Directions for this task
All lines in the entries below that hold "building" make up the answer.
= Beginning of Section =
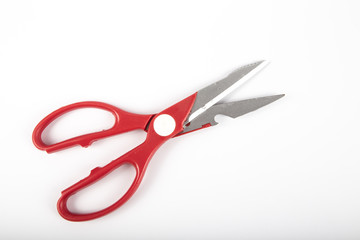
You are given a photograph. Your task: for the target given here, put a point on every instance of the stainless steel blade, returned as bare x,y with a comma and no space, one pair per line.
231,109
213,93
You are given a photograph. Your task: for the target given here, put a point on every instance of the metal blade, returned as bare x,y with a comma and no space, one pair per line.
213,93
231,109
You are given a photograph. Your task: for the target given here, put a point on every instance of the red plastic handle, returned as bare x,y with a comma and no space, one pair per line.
139,157
124,122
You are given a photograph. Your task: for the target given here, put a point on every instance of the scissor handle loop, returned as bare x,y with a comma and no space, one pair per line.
99,173
124,121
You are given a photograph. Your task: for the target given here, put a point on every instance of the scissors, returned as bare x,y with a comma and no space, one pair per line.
193,113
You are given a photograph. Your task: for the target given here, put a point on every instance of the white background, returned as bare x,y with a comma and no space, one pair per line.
290,170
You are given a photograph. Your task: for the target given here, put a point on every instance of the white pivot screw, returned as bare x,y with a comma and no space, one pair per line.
164,125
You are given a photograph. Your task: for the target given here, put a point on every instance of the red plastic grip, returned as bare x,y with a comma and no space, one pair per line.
124,122
139,157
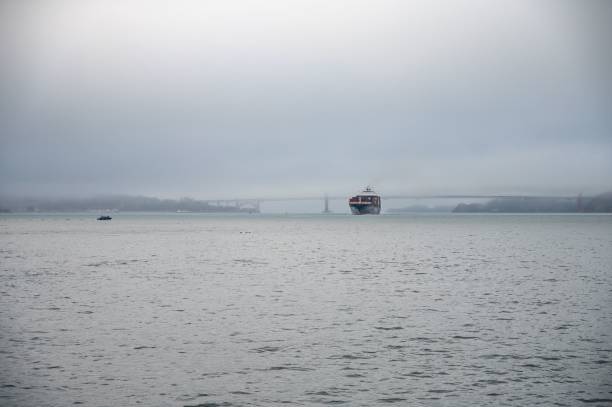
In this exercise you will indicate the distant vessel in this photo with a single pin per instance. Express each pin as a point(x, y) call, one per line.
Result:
point(365, 203)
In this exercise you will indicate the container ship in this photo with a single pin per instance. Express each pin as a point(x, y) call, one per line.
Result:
point(365, 203)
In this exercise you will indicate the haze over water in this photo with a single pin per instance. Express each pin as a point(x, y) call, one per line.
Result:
point(184, 310)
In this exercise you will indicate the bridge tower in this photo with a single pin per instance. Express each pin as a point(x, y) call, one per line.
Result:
point(326, 205)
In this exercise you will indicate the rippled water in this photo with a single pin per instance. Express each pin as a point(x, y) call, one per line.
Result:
point(267, 310)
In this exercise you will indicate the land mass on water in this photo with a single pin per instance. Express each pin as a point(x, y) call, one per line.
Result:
point(123, 203)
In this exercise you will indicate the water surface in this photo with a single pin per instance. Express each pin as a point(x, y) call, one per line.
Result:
point(185, 310)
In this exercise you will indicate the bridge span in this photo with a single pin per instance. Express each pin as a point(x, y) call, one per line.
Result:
point(254, 204)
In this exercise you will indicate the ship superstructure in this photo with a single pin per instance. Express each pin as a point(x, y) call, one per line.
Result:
point(366, 202)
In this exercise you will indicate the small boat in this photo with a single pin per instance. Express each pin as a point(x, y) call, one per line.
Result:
point(365, 203)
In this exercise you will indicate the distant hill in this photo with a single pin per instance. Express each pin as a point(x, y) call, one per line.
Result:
point(600, 203)
point(122, 203)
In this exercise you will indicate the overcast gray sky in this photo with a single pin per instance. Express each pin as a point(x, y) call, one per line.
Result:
point(283, 98)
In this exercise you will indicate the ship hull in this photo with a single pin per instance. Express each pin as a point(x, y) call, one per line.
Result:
point(361, 209)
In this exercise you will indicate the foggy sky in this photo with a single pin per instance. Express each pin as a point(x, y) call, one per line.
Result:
point(221, 99)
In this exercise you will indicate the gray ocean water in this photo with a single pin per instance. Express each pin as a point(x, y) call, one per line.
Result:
point(221, 310)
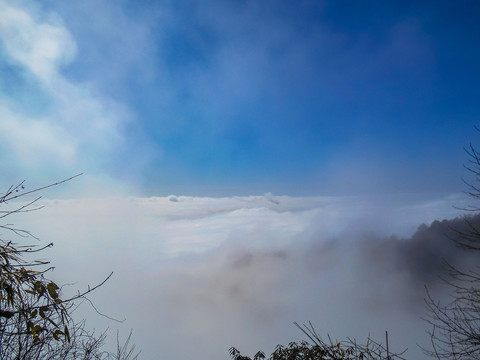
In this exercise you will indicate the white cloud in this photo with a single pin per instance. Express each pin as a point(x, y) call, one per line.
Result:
point(78, 128)
point(39, 46)
point(203, 274)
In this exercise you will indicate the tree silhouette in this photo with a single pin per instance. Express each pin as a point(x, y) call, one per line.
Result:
point(35, 319)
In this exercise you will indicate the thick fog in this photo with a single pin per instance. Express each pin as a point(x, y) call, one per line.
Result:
point(194, 276)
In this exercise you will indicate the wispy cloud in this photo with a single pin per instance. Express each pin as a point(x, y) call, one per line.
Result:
point(76, 129)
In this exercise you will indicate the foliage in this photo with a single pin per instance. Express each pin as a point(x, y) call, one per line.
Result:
point(455, 330)
point(323, 350)
point(35, 319)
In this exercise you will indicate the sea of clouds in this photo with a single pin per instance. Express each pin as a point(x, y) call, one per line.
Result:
point(194, 276)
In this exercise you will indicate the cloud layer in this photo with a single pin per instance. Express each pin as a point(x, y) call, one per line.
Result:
point(198, 275)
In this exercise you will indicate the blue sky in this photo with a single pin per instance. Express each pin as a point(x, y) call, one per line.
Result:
point(172, 108)
point(244, 97)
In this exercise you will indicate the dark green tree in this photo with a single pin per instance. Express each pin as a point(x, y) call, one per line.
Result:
point(319, 349)
point(35, 319)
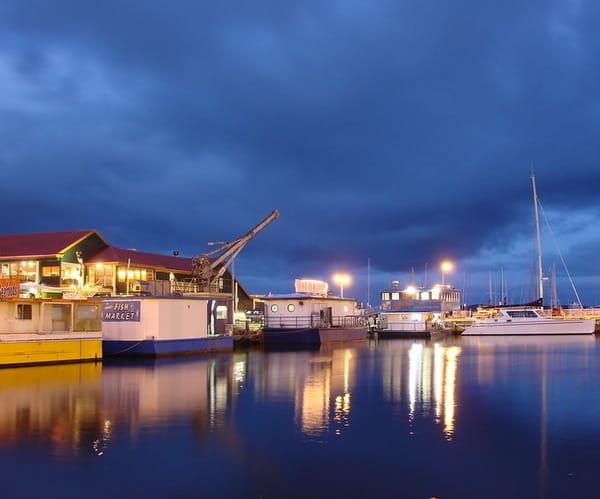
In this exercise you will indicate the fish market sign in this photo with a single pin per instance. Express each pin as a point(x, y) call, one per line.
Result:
point(121, 311)
point(9, 288)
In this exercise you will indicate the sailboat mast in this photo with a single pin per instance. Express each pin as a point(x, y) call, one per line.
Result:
point(540, 277)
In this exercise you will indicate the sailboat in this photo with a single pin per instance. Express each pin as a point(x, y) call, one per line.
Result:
point(528, 320)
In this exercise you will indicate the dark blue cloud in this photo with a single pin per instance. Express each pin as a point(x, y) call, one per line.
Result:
point(399, 133)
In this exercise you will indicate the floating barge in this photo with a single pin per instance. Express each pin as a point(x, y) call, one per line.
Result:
point(311, 316)
point(47, 330)
point(150, 326)
point(418, 311)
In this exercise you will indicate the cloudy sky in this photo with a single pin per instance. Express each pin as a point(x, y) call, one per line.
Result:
point(390, 135)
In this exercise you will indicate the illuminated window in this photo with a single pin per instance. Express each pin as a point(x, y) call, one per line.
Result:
point(53, 271)
point(24, 312)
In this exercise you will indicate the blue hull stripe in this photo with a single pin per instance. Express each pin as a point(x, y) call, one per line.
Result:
point(157, 348)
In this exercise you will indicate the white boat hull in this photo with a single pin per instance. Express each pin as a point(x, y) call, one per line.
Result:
point(525, 327)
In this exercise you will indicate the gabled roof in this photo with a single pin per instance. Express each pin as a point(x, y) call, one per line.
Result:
point(43, 244)
point(134, 257)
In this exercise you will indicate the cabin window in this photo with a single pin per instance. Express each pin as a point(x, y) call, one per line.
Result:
point(52, 271)
point(24, 312)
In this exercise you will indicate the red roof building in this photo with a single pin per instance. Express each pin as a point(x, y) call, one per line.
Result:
point(84, 258)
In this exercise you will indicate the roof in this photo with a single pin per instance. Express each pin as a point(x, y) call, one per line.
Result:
point(42, 244)
point(134, 257)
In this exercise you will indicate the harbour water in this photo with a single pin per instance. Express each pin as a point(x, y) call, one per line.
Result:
point(455, 418)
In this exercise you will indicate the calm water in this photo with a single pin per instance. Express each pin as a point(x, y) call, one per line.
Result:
point(459, 418)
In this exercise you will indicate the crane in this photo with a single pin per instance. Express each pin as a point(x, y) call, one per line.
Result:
point(208, 267)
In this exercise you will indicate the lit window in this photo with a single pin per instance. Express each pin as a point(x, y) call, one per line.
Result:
point(24, 312)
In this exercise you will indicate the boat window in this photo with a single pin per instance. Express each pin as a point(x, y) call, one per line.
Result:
point(24, 312)
point(521, 313)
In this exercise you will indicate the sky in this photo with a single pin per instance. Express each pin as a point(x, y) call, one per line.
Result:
point(390, 135)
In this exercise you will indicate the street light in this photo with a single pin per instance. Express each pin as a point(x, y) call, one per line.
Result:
point(341, 279)
point(445, 267)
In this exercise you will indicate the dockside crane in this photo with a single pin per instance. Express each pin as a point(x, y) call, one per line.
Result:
point(208, 267)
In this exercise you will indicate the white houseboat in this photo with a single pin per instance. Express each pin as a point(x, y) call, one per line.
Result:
point(311, 316)
point(156, 326)
point(47, 330)
point(417, 311)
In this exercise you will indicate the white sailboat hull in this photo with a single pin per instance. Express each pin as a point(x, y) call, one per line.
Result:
point(531, 327)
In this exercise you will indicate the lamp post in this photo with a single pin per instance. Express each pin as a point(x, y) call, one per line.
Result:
point(445, 267)
point(341, 279)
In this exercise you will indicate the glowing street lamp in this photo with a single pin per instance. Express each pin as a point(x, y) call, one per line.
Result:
point(341, 279)
point(446, 266)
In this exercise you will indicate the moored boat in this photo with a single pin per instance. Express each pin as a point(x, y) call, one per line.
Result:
point(151, 326)
point(524, 321)
point(311, 316)
point(417, 311)
point(47, 330)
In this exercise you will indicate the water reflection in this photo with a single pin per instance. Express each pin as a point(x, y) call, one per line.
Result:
point(51, 407)
point(424, 373)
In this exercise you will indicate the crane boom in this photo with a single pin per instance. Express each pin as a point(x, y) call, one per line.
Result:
point(207, 270)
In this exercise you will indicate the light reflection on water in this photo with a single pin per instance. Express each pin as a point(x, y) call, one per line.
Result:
point(252, 424)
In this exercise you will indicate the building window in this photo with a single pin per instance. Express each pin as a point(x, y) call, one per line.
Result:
point(53, 271)
point(24, 312)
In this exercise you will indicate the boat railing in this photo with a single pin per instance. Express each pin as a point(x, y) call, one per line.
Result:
point(316, 321)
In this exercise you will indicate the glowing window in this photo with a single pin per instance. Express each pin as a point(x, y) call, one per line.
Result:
point(24, 312)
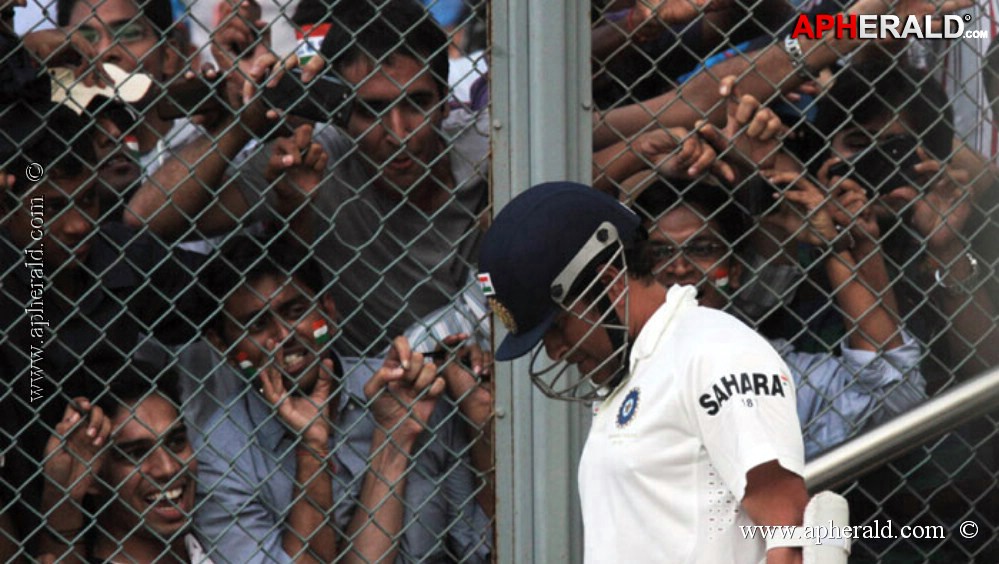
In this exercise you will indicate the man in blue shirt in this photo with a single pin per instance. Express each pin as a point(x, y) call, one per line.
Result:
point(329, 457)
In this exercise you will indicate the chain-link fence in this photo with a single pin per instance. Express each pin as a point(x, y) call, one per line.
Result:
point(206, 269)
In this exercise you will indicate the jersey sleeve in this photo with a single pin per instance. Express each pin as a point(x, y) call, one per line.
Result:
point(745, 405)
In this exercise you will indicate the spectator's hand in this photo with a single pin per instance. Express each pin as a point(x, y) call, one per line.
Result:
point(905, 8)
point(306, 415)
point(648, 18)
point(470, 383)
point(676, 153)
point(403, 392)
point(299, 163)
point(851, 210)
point(941, 212)
point(808, 217)
point(241, 34)
point(750, 139)
point(73, 452)
point(809, 88)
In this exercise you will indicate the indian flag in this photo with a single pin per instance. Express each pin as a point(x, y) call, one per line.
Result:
point(245, 365)
point(486, 284)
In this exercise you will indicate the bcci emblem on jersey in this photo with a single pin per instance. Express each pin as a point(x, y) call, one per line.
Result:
point(628, 408)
= End of Section =
Answer for the task
In this exercise you will indicate the red roof building in this photo with a single pin per instance. Express each pin as a point(x, y) call, one per line.
In this exercise you will indicate the building window in this photo with a single pin per instance. Express each pin as a point(x, y) call, one per line.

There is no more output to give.